**TASK TO CARRY OUT**
Reproduce the listing below line for line, changing nothing.

Object point labels:
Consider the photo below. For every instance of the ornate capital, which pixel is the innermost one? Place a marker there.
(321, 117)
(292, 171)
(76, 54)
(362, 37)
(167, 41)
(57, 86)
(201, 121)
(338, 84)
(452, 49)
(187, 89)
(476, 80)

**RESULT OF THE EXERCISE**
Consider the photo below. For every instance of the ornate capital, which pixel is the innermost one? Place a marker there.
(321, 117)
(292, 171)
(76, 54)
(362, 37)
(167, 41)
(57, 86)
(201, 121)
(338, 84)
(452, 49)
(187, 89)
(476, 80)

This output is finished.